**The tasks**
#1 In the Florida appeals court opinion, which county's sheriff's office did Sergeant Charles Michael Baldwin work for?
#2 Carry on the Florida appeals court opinion in Bravo v. State from its last sentence, writing what comes next in its account of the facts.

===== Extracted text =====

963 So.2d 370 (2007)

Antonio BRAVO, Appellant,
v.
STATE of Florida, Appellee.

No. 2D06-1760.

District Court of Appeal of Florida, Second District.

August 31, 2007.

*371 Keith P. Ligori, Tampa, for Appellant.

Bill McCollum, Attorney General, Tallahassee, and Richard E. MacDonald, Assistant Attorney General, Tampa, for Appellee.

WALLACE, Judge.

Antonio Bravo appeals from the judgment and sentence imposed on him after he pleaded no contest to trafficking in amphetamine. Mr. Bravo reserved the right to appeal the trial court's dispositive order denying his motion to suppress contraband that he discarded during a tussle with law enforcement officers. Because Mr. Bravo abandoned the contraband after an arrest based on probable cause, we affirm his judgment and sentence.

I. THE FACTS

The facts in this case are undisputed. On the afternoon of April 12, 2002, Sergeant Charles Michael Baldwin of the Polk County Sheriff's Office executed a warrant for the arrest of John Doe[1] at Mr. Doe's residence in Polk County. Sergeant Baldwin was accompanied by two agents from the Drug Enforcement Agency (the DEA), Armando Guerrero and Terry Corn. The charges against Mr. Doe in the warrant were for the sale of methamphetamine and possession of methamphetamine. Based on events that occurred during his arrest, Mr. Doe was also charged with possession of cannabis and possession of drug paraphernalia.

Shortly after his arrest, Mr. Doe agreed to cooperate with the officers in exchange for their promise to inform the State Attorney about his "substantial assistance." To that end, Mr. Doe identified Mr. Bravo as his methamphetamine supplier and agreed to arrange a purchase of the drug from Mr. Bravo. Later that afternoon and evening, Mr. Doe made several telephone calls from his residence to Mr. Bravo at Mr. Bravo's place of employment. The three officers monitored and recorded these calls. During one of the calls, Mr. Doe told Mr. Bravo that he had enough money to purchase "one," indicating one ounce of methamphetamine. Mr. Bravo responded that he would come to Mr. Doe's residence when Mr. Bravo completed his duties at work. Notably, Mr. Bravo also told Mr. Doe, "I'll bring as much as I can."

===== Data lines =====

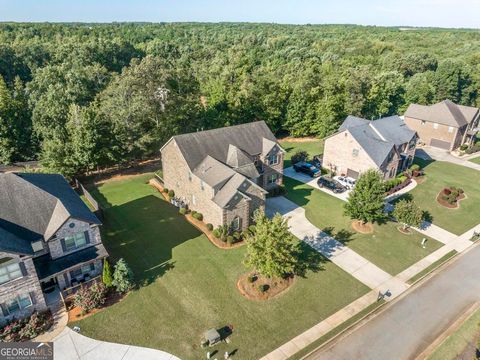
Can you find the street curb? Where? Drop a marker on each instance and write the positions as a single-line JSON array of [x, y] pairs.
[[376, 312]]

=====
===== Data lines =====

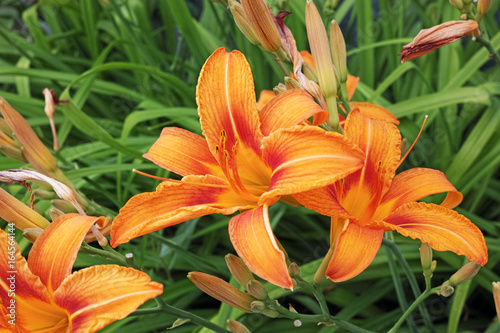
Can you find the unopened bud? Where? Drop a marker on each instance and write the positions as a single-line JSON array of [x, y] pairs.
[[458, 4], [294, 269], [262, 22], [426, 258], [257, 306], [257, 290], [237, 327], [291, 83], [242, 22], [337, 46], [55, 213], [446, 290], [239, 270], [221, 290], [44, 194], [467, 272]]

=====

**Results for the exercise**
#1 He worked for the Polk County Sheriff's Office.

#2
On the day Mr. Doe was arrested, the officers had never previously used him as an informant. Nevertheless, one or more of the DEA agents — including Agent Corn — had previously conducted surveillance operations against Mr. Bravo. As a result of this surveillance, the agents had a photograph of Mr. Bravo and had already identified him as the person they suspected was acting as Mr. Doe's methamphetamine supplier. The agents had also seen Mr. Doe at Mr. Bravo's place of employment. In addition to making the monitored telephone calls, Mr. Doe told the officers that he generally purchased one-half ounce of methamphetamine from Mr. Bravo. Mr. Doe also told the officers that Mr. Bravo made the deliveries at Mr. Doe's residence using a red sports utility vehicle. Finally, Mr. Doe supplied the interesting detail that Mr. Bravo wrapped *372 the drugs in black electrical tape — forming a "black ball" — and carried them in his pocket.

At 9 p.m. that evening, Mr. Bravo called Mr. Doe and said that he was in the area and would be arriving shortly. The three officers remained stationed inside Mr. Doe's house. They were wearing "raid vests" that identified them as law enforcement officers. The officers recognized Mr. Bravo when he arrived at the residence about ten minutes after the last telephone call. He was driving a red sports utility vehicle. Mr. Doe greeted Mr. Bravo on the porch and made small talk while he led Mr. Bravo into the living room.

As soon as Mr. Bravo entered the living room, the officers emerged from hiding and began what Sergeant Baldwin would later describe as "the takedown." The three officers announced: "Police[!] You're under arrest[!]" Next, Agents Guerrero and Corn attempted to grab Mr. Bravo's arms and handcuff him. The force of this encounter spun Mr. Bravo around so that he was facing Sergeant Baldwin. The sergeant watched as Mr. Bravo reached into one of his pockets, removed some items, and threw the items to the living room floor. After these objects landed on the floor, Agents Guerrero and Corn were able to handcuff Mr. Bravo.

Sergeant Baldwin immediately retrieved the items that Mr. Bravo had thrown to the floor. He found a package of cigarettes and what appeared to be a ball of black electrical tape. Inside the electrical tape were two baggies containing methamphetamine. Then the officers searched Mr. Bravo and recovered $1270 in United States currency.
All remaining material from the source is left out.